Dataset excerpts
_ _ _ _ _ _ _

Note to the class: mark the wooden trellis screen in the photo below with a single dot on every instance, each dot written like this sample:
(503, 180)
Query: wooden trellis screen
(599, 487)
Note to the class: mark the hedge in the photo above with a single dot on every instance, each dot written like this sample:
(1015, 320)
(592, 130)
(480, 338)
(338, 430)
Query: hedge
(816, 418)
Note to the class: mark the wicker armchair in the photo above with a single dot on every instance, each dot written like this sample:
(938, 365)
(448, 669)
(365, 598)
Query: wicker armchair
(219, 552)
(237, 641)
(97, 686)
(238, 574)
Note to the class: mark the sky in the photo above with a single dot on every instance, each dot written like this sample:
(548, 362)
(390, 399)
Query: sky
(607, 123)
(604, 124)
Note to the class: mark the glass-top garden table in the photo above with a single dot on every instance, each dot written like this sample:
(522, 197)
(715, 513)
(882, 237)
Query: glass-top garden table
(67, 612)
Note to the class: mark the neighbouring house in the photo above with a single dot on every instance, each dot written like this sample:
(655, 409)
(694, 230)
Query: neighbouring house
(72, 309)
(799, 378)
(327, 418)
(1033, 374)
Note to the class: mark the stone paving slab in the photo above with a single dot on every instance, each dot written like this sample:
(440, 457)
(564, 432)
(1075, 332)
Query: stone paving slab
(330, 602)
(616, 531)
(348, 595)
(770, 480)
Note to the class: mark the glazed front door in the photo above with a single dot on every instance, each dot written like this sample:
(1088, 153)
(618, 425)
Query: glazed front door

_ _ _ _ _ _ _

> Exercise brief
Copy out the lines of the data where the string "door" occurs.

> Answer to the problem
Note to the class: mark the glazed front door in the photo above with a single dot on every instance, each dot written like this sample:
Query: glazed front door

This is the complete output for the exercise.